== TO BE DONE ==
Copy the material below, changing each "mark the region of" to "outline" and keeping every other character as it is. Leave the pictures out of your copy.

⟨

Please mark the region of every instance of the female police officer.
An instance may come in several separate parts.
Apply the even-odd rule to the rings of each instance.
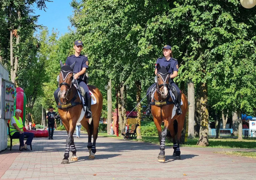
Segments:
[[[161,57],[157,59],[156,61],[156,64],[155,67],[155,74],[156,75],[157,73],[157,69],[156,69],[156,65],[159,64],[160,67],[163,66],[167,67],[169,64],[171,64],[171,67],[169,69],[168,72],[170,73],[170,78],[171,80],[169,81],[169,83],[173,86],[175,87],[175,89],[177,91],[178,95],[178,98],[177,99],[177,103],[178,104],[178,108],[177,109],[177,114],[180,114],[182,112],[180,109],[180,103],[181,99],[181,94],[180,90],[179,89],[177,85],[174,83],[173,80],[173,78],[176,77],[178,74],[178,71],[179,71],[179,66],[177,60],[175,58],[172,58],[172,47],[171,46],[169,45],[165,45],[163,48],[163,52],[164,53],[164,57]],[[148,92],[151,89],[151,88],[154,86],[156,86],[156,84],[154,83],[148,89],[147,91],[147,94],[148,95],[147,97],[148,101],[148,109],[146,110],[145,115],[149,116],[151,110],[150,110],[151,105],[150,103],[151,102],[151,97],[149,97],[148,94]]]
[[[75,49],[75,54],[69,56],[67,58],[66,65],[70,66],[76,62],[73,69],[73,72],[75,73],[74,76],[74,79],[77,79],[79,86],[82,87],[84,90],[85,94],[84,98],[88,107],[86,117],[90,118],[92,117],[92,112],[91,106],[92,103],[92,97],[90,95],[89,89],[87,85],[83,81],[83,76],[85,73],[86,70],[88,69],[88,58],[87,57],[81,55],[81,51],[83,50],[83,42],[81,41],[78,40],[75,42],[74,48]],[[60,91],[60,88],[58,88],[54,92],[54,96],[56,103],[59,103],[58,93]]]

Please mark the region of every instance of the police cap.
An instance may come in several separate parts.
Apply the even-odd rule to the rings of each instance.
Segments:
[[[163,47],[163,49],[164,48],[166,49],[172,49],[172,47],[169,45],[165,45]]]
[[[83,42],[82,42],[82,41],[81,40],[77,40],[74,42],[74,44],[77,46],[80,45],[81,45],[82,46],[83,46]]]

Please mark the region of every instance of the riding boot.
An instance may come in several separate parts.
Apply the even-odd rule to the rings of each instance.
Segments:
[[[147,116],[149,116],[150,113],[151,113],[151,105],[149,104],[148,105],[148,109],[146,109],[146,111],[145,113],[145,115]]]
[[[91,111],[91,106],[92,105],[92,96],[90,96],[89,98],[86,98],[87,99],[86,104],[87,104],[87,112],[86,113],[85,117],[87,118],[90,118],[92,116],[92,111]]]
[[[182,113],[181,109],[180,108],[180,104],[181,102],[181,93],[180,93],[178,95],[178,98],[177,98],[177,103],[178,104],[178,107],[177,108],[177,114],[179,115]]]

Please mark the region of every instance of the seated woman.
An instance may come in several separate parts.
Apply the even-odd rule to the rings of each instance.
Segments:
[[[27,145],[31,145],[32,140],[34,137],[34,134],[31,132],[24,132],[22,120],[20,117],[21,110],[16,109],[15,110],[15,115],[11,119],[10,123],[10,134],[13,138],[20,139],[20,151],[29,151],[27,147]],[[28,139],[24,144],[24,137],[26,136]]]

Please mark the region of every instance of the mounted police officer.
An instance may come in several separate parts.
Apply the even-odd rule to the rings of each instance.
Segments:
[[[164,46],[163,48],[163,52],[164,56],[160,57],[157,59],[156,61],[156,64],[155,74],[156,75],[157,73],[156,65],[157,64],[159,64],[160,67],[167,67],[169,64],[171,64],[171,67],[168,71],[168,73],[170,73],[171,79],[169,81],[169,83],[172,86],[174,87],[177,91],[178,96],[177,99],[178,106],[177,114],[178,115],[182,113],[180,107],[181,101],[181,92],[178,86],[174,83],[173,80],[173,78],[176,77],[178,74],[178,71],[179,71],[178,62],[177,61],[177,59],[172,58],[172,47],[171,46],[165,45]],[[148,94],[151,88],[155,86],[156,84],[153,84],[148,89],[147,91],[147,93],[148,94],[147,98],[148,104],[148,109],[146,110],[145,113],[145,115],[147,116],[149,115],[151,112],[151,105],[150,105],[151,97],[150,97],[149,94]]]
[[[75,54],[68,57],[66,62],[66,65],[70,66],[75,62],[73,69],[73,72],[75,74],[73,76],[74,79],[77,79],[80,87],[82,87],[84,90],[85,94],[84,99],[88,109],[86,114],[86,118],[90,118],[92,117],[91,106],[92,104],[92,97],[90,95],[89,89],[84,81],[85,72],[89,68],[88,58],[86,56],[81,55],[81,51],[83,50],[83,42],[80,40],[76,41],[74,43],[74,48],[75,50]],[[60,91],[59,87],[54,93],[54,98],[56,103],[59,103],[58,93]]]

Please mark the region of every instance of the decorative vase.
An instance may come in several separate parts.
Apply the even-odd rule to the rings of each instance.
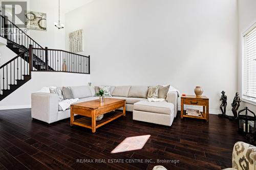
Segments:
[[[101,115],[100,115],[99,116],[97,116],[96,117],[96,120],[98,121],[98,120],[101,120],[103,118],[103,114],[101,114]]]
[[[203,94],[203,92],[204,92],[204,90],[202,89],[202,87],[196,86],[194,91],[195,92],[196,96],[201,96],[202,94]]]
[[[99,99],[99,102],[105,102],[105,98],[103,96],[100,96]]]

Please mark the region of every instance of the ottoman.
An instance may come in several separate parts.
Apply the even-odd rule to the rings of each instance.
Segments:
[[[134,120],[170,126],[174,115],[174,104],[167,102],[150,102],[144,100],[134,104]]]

⟩

== WRITTEN REPLY ==
Please outline every instance of the female police officer.
An instance may come in several separate parts.
Apply the even-odd rule to the rings of each instance.
Segments:
[[[161,57],[157,59],[156,61],[156,64],[155,67],[155,74],[156,75],[157,73],[157,69],[156,69],[156,65],[159,64],[160,67],[163,66],[167,67],[169,64],[171,64],[171,67],[169,69],[168,72],[170,73],[170,78],[171,80],[169,81],[169,83],[173,86],[175,87],[175,89],[177,91],[178,95],[178,98],[177,99],[177,103],[178,104],[178,108],[177,109],[177,114],[180,114],[182,112],[180,109],[180,103],[181,99],[181,94],[180,90],[179,89],[177,85],[174,83],[173,80],[173,78],[176,77],[178,74],[178,71],[179,71],[179,66],[177,60],[175,58],[172,58],[172,47],[171,46],[169,45],[165,45],[163,48],[163,52],[164,53],[164,57]],[[148,92],[151,89],[151,88],[154,86],[156,86],[156,84],[154,83],[148,89],[147,91],[147,94],[148,95],[147,97],[148,101],[148,109],[146,110],[145,115],[149,116],[151,110],[150,110],[151,105],[150,103],[151,102],[151,97],[149,97],[148,94]]]
[[[75,49],[75,54],[69,56],[67,58],[66,65],[70,66],[76,62],[73,69],[73,72],[75,73],[74,76],[74,79],[77,79],[79,86],[82,87],[84,90],[85,94],[84,98],[88,107],[86,117],[90,118],[92,117],[92,112],[91,106],[92,103],[92,97],[90,95],[89,89],[87,85],[83,81],[83,76],[85,73],[86,70],[88,69],[88,58],[87,57],[81,55],[81,51],[83,50],[83,42],[81,41],[78,40],[75,42],[74,48]],[[60,91],[60,88],[58,88],[54,92],[54,96],[56,103],[59,103],[58,93]]]

Please outline every instance of the police cap.
An instance may come in several separate parts.
Apply the even-odd rule to the rings of each instance.
Segments:
[[[163,47],[163,49],[164,48],[166,49],[172,49],[172,47],[169,45],[165,45]]]
[[[83,42],[82,42],[82,41],[81,40],[77,40],[74,42],[74,44],[77,46],[80,45],[81,45],[82,46],[83,46]]]

Please outline every instance of the riding boot.
An instance may come in several separate parts.
Apply the even-odd rule to the rings of each instance.
Segments:
[[[147,116],[149,116],[150,113],[151,113],[151,105],[149,104],[148,105],[148,109],[146,109],[146,111],[145,113],[145,115]]]
[[[91,111],[91,106],[92,105],[92,96],[90,96],[89,98],[86,98],[87,99],[86,104],[87,104],[87,112],[86,113],[85,117],[87,118],[90,118],[92,116],[92,111]]]
[[[182,113],[181,109],[180,108],[180,104],[181,102],[181,93],[180,93],[178,95],[178,98],[177,98],[177,103],[178,104],[178,107],[177,108],[177,114],[179,115]]]

Please outline every instance of the seated woman.
An instance may come in several separate parts.
Apply the even-odd rule to the rings of each instance.
Segments:
[[[27,145],[31,145],[32,140],[34,137],[34,134],[31,132],[24,132],[22,120],[20,117],[21,110],[16,109],[15,110],[15,115],[11,119],[10,123],[10,134],[13,138],[20,139],[20,151],[29,151],[27,147]],[[28,139],[24,144],[24,137],[26,136]]]

Please outline every instance of the mounted police officer.
An instance may come in several separate parts.
Apply the even-odd rule to the rings of each instance.
Segments:
[[[164,46],[163,48],[163,52],[164,56],[160,57],[157,59],[156,61],[156,64],[155,74],[156,75],[157,73],[156,65],[157,64],[159,64],[160,67],[167,67],[169,64],[171,64],[171,67],[168,71],[168,73],[170,73],[171,79],[169,81],[169,83],[172,86],[174,87],[177,91],[178,96],[177,99],[178,106],[177,114],[178,115],[182,113],[180,107],[181,101],[181,92],[178,86],[174,83],[173,80],[173,78],[176,77],[178,74],[178,71],[179,71],[178,62],[177,61],[177,59],[172,58],[172,47],[171,46],[165,45]],[[148,94],[151,88],[155,86],[156,84],[153,84],[148,89],[147,91],[147,93],[148,94],[147,98],[148,104],[148,109],[146,110],[145,113],[145,115],[147,116],[149,115],[151,112],[151,105],[150,105],[151,97],[150,97],[149,94]]]
[[[75,54],[68,57],[66,62],[66,65],[70,66],[75,62],[73,69],[73,72],[75,74],[73,76],[74,79],[77,79],[80,87],[82,87],[84,90],[85,94],[84,99],[88,109],[86,114],[86,118],[90,118],[92,117],[91,106],[92,104],[92,97],[90,95],[89,89],[84,81],[85,72],[89,68],[88,58],[86,56],[81,55],[81,51],[83,50],[83,42],[80,40],[76,41],[74,43],[74,48],[75,50]],[[60,91],[59,87],[54,93],[54,98],[56,103],[59,103],[58,93]]]

Please outline every instance of the decorative vase.
An instance may come in several separate parts.
Apply the even-odd rule to the rings of each instance.
Segments:
[[[101,115],[100,115],[99,116],[97,116],[96,117],[96,120],[98,121],[98,120],[101,120],[103,118],[103,114],[101,114]]]
[[[203,94],[203,92],[204,92],[204,90],[202,89],[202,87],[196,86],[194,91],[195,92],[196,96],[201,96],[202,94]]]
[[[99,99],[99,102],[105,102],[105,98],[103,96],[100,96]]]

Please outline every instance of the ottoman.
An instance may come in several separate parts.
Apply the even-odd rule to the rings of each instance.
Segments:
[[[134,120],[170,126],[174,115],[174,104],[167,102],[150,102],[144,100],[134,104]]]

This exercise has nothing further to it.